== ITEMS ==

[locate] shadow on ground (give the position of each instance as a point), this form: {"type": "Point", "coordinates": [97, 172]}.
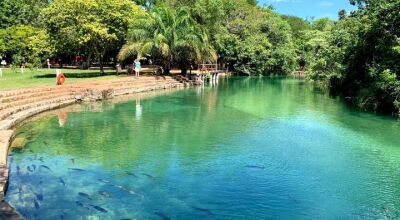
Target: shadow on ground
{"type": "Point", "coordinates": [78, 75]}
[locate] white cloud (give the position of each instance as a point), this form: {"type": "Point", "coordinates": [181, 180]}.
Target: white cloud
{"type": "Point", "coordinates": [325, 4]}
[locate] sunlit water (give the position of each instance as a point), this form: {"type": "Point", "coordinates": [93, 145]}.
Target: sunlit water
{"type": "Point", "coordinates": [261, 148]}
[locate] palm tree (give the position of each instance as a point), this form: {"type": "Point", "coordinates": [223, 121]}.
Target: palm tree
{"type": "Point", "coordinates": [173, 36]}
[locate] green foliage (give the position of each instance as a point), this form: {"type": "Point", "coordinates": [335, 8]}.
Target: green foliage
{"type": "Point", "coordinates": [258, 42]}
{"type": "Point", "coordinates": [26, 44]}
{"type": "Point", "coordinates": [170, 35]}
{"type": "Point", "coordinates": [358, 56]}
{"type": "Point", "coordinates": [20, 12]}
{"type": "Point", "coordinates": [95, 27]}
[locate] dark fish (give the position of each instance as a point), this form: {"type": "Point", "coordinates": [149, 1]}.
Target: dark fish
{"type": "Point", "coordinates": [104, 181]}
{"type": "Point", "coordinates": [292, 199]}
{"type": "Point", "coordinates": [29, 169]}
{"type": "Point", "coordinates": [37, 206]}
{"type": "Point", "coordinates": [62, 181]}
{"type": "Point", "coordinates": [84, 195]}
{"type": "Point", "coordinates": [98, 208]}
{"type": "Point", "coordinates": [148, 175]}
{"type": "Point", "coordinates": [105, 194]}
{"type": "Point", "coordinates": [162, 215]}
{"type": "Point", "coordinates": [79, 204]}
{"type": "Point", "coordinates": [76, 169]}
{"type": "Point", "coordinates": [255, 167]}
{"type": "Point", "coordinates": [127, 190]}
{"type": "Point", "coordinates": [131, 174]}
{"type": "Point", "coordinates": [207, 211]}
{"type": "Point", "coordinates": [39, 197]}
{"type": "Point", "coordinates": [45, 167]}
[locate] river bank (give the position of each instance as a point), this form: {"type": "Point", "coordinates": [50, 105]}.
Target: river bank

===

:: DIRECTIONS ::
Reproduce all of the material above line for line, leaving out the picture.

:: COMPLETE ANSWER ::
[locate] shadow on ground (give the position of each instance as a point), this form: {"type": "Point", "coordinates": [97, 172]}.
Target: shadow on ground
{"type": "Point", "coordinates": [78, 75]}
[locate] white cloud (give the position of each instance as a point), this form: {"type": "Point", "coordinates": [181, 180]}.
Target: white cloud
{"type": "Point", "coordinates": [325, 4]}
[locate] sunlit water (give the position of each instance as a point), this form: {"type": "Point", "coordinates": [93, 145]}.
Target: sunlit water
{"type": "Point", "coordinates": [261, 148]}
[locate] palm tree (give the position of each instance as a point), this form: {"type": "Point", "coordinates": [223, 121]}.
Target: palm tree
{"type": "Point", "coordinates": [173, 36]}
[locate] green foliage (give the position of each instance as a point), this form: {"type": "Point", "coordinates": [335, 8]}.
Target: green foliage
{"type": "Point", "coordinates": [258, 42]}
{"type": "Point", "coordinates": [26, 44]}
{"type": "Point", "coordinates": [170, 35]}
{"type": "Point", "coordinates": [358, 56]}
{"type": "Point", "coordinates": [20, 12]}
{"type": "Point", "coordinates": [95, 27]}
[locate] dark fish (give the position of each instance as a point), this form: {"type": "Point", "coordinates": [149, 1]}.
Target: dark fish
{"type": "Point", "coordinates": [104, 181]}
{"type": "Point", "coordinates": [292, 199]}
{"type": "Point", "coordinates": [29, 169]}
{"type": "Point", "coordinates": [37, 206]}
{"type": "Point", "coordinates": [62, 181]}
{"type": "Point", "coordinates": [84, 195]}
{"type": "Point", "coordinates": [98, 208]}
{"type": "Point", "coordinates": [148, 175]}
{"type": "Point", "coordinates": [105, 194]}
{"type": "Point", "coordinates": [162, 215]}
{"type": "Point", "coordinates": [79, 204]}
{"type": "Point", "coordinates": [76, 169]}
{"type": "Point", "coordinates": [255, 167]}
{"type": "Point", "coordinates": [127, 190]}
{"type": "Point", "coordinates": [131, 174]}
{"type": "Point", "coordinates": [207, 211]}
{"type": "Point", "coordinates": [39, 197]}
{"type": "Point", "coordinates": [45, 167]}
[locate] river bank (give the position of each instance as a point), this form: {"type": "Point", "coordinates": [50, 105]}.
Target: river bank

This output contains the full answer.